Task
Skip any pictures. Repeat the data exactly, from its first line through the line that holds "Guideline: one keypoint for each instance of the thick", both included.

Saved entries

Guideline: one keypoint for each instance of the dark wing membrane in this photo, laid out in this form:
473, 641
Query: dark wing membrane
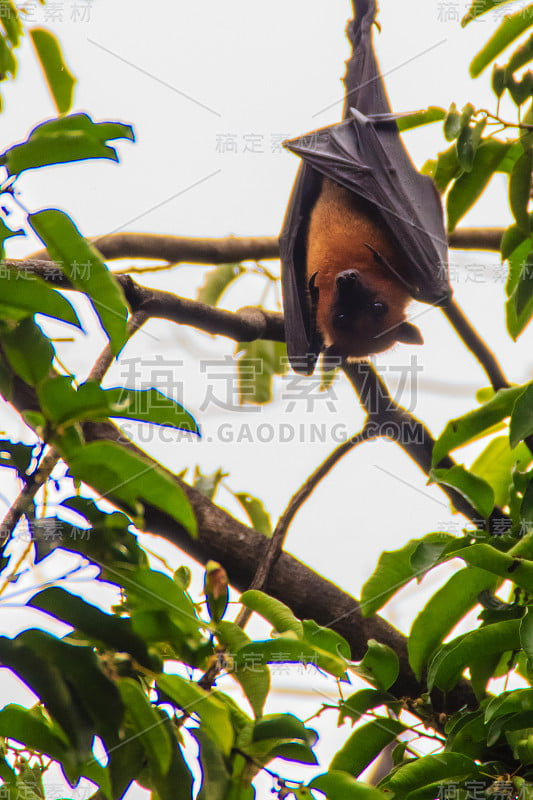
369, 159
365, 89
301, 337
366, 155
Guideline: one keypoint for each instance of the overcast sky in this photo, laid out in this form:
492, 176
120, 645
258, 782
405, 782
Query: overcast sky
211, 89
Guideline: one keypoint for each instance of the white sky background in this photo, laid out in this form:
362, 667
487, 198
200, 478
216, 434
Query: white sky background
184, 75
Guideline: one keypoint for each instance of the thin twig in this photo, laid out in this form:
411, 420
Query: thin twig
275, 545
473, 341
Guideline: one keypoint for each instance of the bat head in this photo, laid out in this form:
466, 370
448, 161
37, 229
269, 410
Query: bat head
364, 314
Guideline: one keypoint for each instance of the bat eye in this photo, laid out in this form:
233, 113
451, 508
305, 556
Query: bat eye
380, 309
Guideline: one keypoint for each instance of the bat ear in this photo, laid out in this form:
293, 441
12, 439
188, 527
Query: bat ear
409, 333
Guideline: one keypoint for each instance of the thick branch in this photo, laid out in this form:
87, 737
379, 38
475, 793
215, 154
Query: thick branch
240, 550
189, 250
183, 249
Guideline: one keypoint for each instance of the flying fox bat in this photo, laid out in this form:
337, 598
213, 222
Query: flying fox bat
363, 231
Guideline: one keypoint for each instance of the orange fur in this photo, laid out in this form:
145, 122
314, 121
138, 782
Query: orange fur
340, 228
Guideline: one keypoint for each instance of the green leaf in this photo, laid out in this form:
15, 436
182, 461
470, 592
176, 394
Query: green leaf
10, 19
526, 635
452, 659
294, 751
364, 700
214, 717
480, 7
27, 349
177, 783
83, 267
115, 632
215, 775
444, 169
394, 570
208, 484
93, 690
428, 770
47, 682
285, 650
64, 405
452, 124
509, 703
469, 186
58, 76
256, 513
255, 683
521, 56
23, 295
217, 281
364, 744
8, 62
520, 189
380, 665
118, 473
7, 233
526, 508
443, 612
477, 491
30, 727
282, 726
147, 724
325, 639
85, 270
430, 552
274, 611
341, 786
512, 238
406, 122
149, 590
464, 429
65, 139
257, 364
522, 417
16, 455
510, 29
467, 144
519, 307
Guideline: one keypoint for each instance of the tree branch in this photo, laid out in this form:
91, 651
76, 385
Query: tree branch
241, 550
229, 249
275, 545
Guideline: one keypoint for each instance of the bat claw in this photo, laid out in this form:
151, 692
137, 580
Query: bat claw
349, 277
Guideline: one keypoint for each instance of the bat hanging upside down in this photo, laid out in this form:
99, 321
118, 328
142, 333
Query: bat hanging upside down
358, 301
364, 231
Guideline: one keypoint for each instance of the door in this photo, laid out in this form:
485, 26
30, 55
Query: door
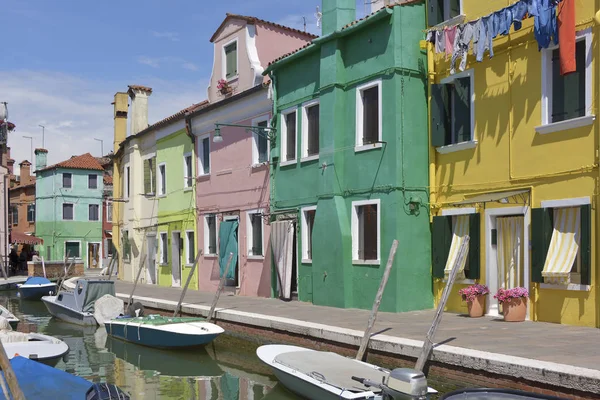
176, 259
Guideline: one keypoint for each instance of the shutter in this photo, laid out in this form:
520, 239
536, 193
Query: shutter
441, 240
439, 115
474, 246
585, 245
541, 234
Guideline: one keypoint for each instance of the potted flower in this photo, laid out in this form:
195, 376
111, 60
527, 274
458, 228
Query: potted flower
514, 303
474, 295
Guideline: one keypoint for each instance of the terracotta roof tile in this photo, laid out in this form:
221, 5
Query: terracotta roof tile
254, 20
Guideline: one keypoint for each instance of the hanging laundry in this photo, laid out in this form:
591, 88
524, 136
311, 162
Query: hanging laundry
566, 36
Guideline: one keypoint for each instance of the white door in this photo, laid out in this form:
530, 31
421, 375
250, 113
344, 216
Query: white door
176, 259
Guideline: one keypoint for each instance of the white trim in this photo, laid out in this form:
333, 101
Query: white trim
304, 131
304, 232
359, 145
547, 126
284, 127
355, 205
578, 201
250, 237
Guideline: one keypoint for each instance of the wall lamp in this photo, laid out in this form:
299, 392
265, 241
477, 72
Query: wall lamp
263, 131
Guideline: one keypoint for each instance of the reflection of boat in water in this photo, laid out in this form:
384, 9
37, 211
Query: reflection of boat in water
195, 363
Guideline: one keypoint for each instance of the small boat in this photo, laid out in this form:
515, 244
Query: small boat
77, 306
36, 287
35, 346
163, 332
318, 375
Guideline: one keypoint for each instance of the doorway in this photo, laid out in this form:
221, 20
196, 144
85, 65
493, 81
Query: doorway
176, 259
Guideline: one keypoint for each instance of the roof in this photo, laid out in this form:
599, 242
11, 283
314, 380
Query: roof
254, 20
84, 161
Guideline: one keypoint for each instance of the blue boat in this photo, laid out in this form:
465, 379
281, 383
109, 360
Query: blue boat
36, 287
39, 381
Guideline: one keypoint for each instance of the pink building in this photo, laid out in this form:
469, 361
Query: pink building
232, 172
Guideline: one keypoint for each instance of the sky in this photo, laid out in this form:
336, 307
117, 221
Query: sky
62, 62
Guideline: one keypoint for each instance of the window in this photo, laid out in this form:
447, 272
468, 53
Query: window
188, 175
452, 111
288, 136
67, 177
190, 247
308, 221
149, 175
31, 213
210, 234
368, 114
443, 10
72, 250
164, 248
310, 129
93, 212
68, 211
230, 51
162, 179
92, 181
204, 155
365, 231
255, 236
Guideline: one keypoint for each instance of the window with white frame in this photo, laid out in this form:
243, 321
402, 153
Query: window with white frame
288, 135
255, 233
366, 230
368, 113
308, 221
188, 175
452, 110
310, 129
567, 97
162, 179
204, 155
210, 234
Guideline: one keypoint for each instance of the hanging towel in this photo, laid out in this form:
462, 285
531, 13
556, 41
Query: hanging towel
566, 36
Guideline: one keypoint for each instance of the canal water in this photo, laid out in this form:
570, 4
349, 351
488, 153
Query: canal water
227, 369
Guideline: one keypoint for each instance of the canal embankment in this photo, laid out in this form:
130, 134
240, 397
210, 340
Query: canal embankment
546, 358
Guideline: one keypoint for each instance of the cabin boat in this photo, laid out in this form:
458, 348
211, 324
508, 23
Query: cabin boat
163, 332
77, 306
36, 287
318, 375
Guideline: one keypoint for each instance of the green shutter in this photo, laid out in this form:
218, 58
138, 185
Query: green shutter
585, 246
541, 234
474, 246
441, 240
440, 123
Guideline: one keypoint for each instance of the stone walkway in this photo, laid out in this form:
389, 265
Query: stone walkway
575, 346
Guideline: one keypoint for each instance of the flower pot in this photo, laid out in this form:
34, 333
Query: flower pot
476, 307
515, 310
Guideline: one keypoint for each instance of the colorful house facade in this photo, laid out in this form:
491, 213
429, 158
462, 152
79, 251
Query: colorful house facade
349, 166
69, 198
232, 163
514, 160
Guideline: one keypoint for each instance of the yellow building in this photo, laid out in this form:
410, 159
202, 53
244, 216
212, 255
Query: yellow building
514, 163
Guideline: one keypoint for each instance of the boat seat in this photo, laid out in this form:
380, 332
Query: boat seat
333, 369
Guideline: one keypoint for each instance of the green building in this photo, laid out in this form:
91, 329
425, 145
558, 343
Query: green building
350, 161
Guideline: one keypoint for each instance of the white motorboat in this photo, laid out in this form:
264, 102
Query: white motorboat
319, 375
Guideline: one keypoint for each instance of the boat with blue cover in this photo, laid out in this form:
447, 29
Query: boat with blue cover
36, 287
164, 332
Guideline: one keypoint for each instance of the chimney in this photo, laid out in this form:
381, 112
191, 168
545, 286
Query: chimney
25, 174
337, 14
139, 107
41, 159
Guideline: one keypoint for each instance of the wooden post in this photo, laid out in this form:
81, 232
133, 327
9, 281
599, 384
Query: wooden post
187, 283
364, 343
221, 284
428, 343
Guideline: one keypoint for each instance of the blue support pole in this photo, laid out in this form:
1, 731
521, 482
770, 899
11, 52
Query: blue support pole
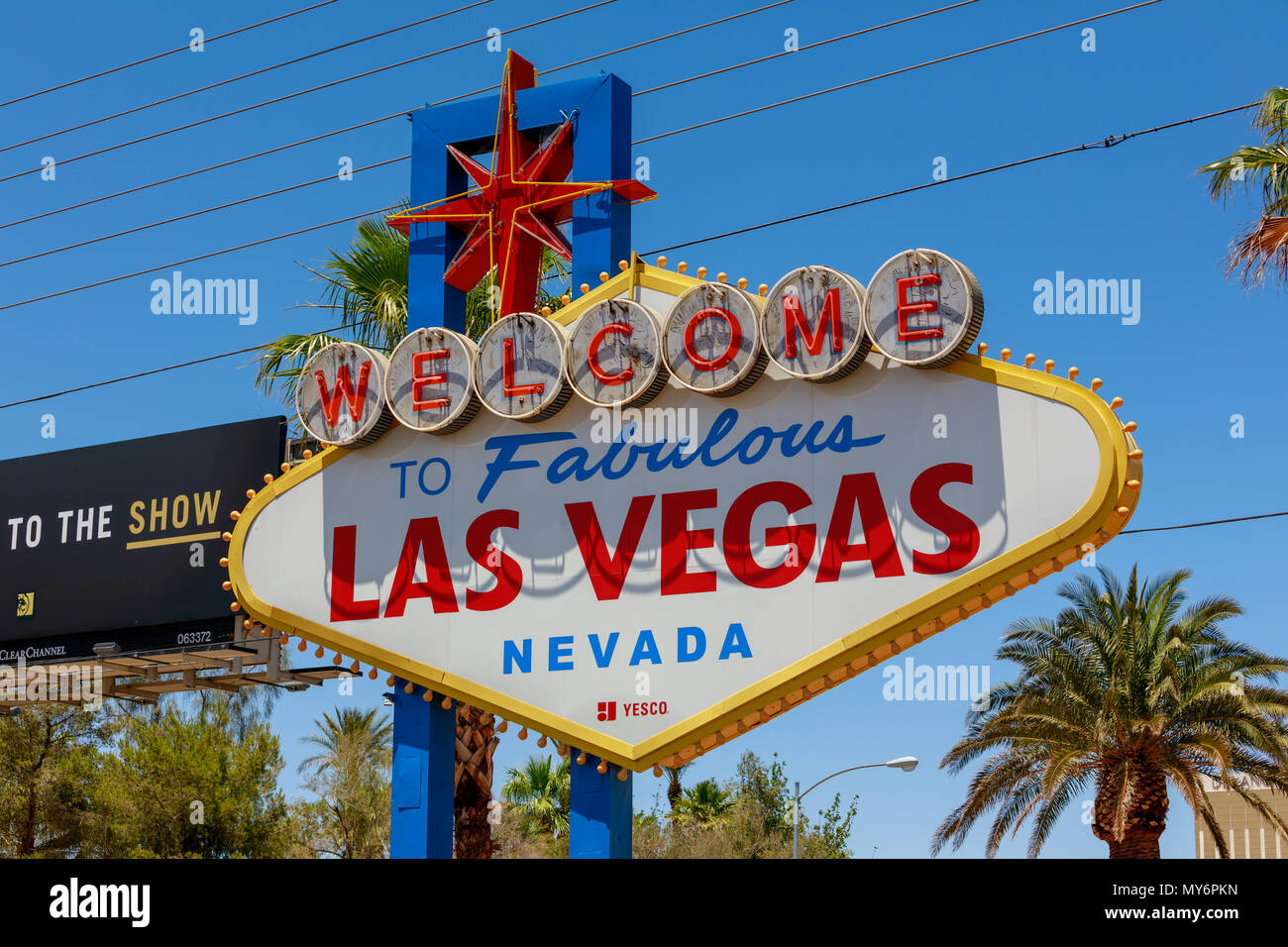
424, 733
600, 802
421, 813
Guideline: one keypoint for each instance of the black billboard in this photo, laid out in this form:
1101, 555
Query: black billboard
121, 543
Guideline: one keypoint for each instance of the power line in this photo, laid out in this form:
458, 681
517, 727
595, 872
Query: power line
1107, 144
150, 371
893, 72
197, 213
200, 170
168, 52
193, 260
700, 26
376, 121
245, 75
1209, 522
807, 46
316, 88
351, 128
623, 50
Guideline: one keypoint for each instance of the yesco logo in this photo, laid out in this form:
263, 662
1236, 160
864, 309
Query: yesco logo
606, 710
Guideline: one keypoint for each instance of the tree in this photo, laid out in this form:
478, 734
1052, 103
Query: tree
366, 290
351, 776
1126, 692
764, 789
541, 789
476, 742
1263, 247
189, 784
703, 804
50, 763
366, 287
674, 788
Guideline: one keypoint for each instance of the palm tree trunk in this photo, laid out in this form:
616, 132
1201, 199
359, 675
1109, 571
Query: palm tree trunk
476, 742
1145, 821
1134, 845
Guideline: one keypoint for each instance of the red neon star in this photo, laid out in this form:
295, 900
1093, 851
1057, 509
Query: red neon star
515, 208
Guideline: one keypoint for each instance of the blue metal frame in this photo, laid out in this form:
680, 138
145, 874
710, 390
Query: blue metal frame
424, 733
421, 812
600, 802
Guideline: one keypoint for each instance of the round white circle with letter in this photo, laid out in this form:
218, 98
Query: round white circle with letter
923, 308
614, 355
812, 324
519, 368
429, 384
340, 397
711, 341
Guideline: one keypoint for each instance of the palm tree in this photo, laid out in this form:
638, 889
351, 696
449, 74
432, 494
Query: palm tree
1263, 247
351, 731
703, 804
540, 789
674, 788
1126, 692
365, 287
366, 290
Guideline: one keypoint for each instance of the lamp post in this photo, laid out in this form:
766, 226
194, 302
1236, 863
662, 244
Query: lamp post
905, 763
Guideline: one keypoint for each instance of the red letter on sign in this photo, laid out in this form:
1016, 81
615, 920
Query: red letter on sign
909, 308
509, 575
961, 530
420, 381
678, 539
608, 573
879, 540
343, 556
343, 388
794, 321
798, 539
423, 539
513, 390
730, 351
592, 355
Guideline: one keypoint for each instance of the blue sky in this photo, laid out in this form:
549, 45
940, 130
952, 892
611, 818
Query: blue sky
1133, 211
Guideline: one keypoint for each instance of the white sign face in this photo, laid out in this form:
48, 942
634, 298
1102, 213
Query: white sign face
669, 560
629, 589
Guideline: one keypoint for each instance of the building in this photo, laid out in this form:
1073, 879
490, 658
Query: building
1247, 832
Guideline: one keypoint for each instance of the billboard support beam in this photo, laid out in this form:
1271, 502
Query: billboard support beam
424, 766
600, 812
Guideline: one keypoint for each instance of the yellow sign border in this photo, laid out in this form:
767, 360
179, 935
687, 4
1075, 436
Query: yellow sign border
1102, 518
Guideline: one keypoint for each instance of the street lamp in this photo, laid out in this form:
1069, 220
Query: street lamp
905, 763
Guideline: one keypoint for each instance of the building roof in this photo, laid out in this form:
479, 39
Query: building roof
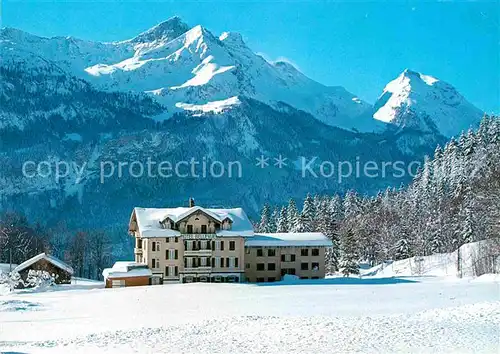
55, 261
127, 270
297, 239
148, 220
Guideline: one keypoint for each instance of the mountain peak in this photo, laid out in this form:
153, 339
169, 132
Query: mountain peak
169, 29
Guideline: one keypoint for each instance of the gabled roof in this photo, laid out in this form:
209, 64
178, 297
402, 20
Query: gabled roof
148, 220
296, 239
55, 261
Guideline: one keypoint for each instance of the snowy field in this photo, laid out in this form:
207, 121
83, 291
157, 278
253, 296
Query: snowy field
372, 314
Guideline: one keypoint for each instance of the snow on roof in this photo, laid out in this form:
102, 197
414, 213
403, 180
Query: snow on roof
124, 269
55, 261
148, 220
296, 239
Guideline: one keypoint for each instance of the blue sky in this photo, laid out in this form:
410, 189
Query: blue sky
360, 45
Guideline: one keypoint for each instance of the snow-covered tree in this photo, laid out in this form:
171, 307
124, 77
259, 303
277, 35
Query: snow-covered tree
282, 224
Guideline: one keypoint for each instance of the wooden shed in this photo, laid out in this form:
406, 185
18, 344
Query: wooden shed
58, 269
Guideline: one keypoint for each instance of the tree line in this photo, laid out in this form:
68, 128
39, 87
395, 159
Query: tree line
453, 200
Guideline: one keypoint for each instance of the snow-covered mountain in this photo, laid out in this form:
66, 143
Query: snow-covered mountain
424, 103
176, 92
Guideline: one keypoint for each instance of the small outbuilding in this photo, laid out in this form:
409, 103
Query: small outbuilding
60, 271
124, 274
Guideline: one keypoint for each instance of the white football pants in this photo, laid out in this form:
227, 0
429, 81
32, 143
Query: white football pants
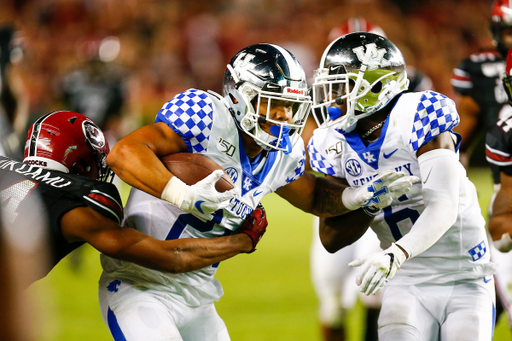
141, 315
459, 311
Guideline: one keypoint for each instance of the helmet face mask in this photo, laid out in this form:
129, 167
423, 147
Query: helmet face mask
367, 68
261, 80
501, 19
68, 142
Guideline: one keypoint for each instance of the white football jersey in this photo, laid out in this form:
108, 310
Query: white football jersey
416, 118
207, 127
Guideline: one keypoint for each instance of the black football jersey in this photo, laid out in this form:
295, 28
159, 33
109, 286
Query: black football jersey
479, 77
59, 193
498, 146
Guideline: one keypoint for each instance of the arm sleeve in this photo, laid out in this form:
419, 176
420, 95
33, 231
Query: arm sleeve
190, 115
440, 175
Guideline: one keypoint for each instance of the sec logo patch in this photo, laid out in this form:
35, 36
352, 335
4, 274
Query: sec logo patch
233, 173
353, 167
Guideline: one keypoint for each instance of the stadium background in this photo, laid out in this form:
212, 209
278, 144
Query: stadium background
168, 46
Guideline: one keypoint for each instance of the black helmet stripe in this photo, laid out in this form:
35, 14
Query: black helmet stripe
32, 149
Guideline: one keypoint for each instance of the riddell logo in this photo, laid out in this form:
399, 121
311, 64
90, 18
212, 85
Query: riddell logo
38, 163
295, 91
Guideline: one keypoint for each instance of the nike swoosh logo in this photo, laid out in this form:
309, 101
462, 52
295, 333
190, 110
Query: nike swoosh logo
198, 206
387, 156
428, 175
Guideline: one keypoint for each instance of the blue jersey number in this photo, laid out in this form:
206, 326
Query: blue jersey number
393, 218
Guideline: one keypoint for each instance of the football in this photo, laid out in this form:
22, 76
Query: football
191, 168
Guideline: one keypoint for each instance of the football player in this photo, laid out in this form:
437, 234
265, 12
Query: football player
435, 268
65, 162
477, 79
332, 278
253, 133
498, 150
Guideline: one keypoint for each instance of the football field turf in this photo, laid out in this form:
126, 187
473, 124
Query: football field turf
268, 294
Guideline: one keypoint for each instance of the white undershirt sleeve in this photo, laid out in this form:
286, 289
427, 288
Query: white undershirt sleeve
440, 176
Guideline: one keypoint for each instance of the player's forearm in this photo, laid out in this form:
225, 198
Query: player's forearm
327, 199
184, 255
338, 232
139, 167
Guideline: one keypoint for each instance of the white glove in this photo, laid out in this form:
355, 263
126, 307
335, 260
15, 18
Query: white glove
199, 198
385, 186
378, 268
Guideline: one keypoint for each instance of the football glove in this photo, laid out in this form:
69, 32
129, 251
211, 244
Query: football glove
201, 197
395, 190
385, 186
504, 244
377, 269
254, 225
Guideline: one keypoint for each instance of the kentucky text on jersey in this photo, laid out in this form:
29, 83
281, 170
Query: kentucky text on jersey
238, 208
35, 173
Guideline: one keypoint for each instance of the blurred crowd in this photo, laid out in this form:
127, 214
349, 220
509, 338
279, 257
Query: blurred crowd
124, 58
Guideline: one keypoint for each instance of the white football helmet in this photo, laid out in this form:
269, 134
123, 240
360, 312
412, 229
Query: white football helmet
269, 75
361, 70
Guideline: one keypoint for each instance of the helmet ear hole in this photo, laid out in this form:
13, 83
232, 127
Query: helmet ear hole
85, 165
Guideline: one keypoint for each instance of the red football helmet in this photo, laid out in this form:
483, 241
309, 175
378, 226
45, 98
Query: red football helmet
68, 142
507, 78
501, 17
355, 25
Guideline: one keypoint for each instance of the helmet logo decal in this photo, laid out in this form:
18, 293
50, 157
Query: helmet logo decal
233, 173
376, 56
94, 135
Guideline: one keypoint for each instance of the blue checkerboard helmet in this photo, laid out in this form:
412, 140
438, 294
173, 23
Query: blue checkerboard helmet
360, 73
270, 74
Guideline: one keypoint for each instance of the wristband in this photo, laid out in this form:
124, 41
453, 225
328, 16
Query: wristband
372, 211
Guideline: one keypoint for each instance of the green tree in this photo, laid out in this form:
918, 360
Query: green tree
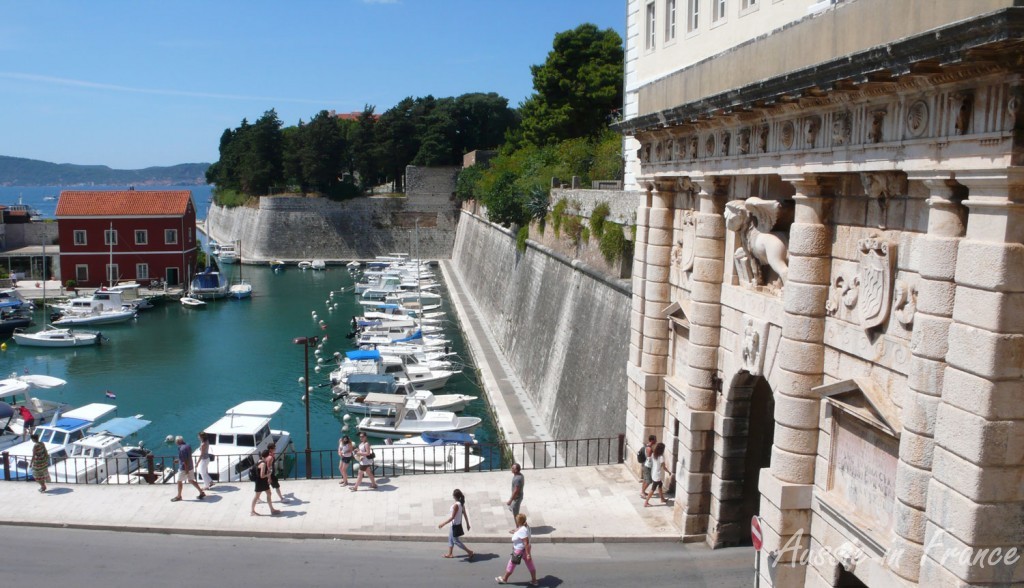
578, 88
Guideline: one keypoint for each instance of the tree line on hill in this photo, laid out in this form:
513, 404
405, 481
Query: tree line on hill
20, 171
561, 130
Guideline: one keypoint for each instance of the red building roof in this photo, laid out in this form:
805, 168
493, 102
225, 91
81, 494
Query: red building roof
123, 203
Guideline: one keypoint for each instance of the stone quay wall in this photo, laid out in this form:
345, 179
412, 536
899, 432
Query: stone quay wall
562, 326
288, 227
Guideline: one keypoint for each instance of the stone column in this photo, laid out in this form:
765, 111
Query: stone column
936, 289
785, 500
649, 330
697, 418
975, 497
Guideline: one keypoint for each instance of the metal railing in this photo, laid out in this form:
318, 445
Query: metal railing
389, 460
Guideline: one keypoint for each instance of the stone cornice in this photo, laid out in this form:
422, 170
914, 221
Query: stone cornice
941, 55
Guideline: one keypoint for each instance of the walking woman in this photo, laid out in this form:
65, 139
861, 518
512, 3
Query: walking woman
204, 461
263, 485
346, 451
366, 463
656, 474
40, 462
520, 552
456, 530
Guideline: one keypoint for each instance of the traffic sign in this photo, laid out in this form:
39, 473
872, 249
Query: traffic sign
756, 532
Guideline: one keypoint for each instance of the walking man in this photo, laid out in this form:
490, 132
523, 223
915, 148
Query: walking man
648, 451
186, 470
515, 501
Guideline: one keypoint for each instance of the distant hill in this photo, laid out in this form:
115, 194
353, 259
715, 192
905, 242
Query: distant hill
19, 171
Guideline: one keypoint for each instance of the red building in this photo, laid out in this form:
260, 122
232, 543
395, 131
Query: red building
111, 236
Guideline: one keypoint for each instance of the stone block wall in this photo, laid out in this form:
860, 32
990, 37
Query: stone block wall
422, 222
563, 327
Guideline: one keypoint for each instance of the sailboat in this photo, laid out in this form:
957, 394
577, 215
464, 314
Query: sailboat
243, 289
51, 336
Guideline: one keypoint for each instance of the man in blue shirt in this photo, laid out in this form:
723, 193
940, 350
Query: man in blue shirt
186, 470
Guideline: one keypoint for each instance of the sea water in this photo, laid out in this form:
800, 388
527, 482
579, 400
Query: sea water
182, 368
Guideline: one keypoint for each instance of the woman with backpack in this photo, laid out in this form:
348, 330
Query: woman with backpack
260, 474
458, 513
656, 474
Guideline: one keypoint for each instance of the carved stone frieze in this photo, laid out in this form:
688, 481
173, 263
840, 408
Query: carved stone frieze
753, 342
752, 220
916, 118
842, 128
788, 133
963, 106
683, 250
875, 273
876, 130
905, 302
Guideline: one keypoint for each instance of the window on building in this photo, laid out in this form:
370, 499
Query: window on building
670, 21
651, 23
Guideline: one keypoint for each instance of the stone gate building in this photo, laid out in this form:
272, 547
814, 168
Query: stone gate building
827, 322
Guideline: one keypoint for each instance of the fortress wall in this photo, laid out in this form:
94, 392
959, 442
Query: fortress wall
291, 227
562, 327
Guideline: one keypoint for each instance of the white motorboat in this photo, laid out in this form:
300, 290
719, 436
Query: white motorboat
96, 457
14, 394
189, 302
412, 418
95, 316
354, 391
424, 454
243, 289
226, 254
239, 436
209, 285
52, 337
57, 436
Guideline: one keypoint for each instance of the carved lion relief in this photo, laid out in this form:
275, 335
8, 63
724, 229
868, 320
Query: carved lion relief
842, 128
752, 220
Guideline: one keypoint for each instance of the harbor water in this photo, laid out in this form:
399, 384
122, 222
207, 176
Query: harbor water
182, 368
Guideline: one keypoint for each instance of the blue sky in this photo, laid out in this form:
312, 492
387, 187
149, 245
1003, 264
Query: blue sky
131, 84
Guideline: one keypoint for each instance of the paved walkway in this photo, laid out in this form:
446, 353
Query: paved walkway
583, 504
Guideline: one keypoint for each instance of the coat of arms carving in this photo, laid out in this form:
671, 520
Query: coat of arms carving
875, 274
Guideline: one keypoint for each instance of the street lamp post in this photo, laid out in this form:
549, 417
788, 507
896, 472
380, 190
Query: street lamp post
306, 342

Your solution
Guideline: one keypoint for each instance of the dark wing membrane in this photo, laid out in this form:
473, 641
Query: dark wing membrane
369, 159
365, 89
301, 337
366, 155
Guideline: one keypoint for each instance of the overcast sky in this photo, laid out in this form:
492, 176
120, 645
258, 782
405, 782
Query: overcast sky
211, 89
Guideline: one keypoint for each instance of the white sky background in this photo, laid out in this form:
362, 667
487, 198
200, 478
216, 434
Query: white sky background
184, 75
Guideline: one keypoint for each instance of the thin twig in this photo, laid out in this form:
411, 420
Query: thin twig
275, 545
473, 341
Guideline: one keypoint for each instance of the bat head in this photo, laid out in this form:
466, 370
448, 161
37, 229
269, 410
Query: bat head
364, 314
Guideline: one keypoint for each instance of the bat eye in this photo, laid out in this form:
233, 113
451, 508
305, 556
Query: bat eye
380, 309
Guideline: one keypoint for each instance of the bat ear in this photo, laid out in this form:
293, 441
12, 439
188, 527
Query: bat ear
409, 333
Guideline: one keypoint for each instance of the thick branch in this photo, laid out in this form:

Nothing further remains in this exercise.